Sono trascorsi alcuni decenni dall’apparizione del Codex: l’originalità di molte sue trovate, la sua stravaganza appaiono ancora intatte. V’è da intendersi sul concetto di stravaganza. Nell’introduzione agli Iconismi e Mirabilia di Athanasius Kircher (Edizioni dell’Elefante, 1999), Umberto Eco si domandava cosa rendesse tanto affascinanti ai nostri occhi le tavole della Misurgia universalis o della Phonurgia nova, che all’apparenza sembrerebbero destinate soltanto a studiosi dell’insolito e del particolare come Jurgis Baltrušaitis. A suo giudizio, Kircher sbagliò quasi tutto, e dalla precisione iconica con la quale incarnò l’infondatezza dei suoi sistemi deriva quell’impressione di eccentricità che ancora oggi ci colpisce nello sfogliare le incisioni dei suoi volumi.
Se il gesuita avesse anticipato gli esiti scientifici della modernità, capiremmo intuitivamente in quei progetti ciò che invece non possiamo comprendere senza l’ausilio di libri specialistici. Un discorso simile potrebbe farsi per le formicolanti visioni di Bosch: esse non ci apparvero più altrettanto arbitrarie dopo che i lavori di Fraenger ne ebbero svelato il legame col movimento del Libero Spirito. Ma per quante fra le bizzarrie che hanno accatastato per noi il Manierismo e il Barocco, dall’arte più grande scendendo giù fino ai gradini più infimi, non potrebbe ripetersi questo assunto? I libri di emblemi, Bomarzo, la lista sarebbe infinita… La singolarità di queste opere non è intrinseca, dipende in larga parte dalla consapevolezza storica di chi le osserva: è un valore mobile. La fortuna del Codex discende dall’aver saputo fissare lo stato di candore del lettore non edotto: la condizione d’un barbaro o d’un fanciullo, come scriveva lo stesso Ricci nella Nota dell’editore che accompagnava la prima stampa. Il fascino delle sue visioni non potrebbe perciò spiegarsi senza dar conto, come in molte curiosità seicentesche, della loro speciosa eloquenza.

### CONSEGNA ESERCIZIO
Scrivi il seguito del testo sul Codex, partendo dopo la sua ultima frase. Le voci provengono da un'altra fonte.

### ELENCO DATI
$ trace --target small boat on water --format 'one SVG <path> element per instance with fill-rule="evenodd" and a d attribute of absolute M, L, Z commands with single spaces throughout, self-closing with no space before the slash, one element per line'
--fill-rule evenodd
--
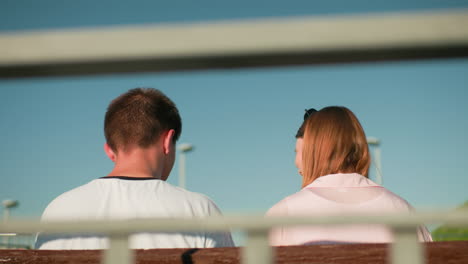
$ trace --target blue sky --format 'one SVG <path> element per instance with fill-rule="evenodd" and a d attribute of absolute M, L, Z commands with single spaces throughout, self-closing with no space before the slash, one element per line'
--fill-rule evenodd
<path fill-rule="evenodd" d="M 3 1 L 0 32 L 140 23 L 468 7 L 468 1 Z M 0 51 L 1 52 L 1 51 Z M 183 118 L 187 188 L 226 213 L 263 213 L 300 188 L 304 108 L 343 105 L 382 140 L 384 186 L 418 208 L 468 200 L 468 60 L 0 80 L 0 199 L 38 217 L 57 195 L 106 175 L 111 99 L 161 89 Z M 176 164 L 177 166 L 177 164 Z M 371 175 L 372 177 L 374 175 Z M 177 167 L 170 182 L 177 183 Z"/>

### RISPOSTA ESERCIZIO
Poco si è scritto in proposito della tecnica di Serafini, della nitida profondità dei suoi neri che notomizzano, alla maniera d’un bulino, la materia sfuggente della sua immaginazione, fatta d’ircocervi, di falene meccaniche, di cavalli a corda e d’altre ibride folies da digradarne la villa di Palagonia o una pagina di Nodier: «zoologia le cui leggi evolutive – scriveva Calvino – sono la metafora, la metonimia, la condensazione d’immagini». I colori sono invece leggeri e tendono a sfumare, assecondando la materia ambigua di queste creature che da lignea trapassa in ossea o da soda che era si fa spugnosa, se rigida, si rammollisce oppure, organica, si fossilizza. E se questo principio metamorfico, potenzialmente infinito, ha consentito alle nuove tavole d’integrarsi alle vecchie, quasi si fossero generate da sé per spontanea partenogenesi, come stupirsene? Forse ciascuna immagine del Codex ne cela altre in potenza e la sua struttura segreta somiglia a quella uliginosa rete sotterranea che i botanici chiamano micelio e che non esaurisce la sua forza vitale nel fungo ma continua ancora ad estendersi e diramarsi in molteplici filamenti. Quel che è certo è che il Codex s’apparenta all’opera d’artisti come Fornasetti per i quali anche la follia, secondo la celebre frase di Polonio, necessita di un metodo.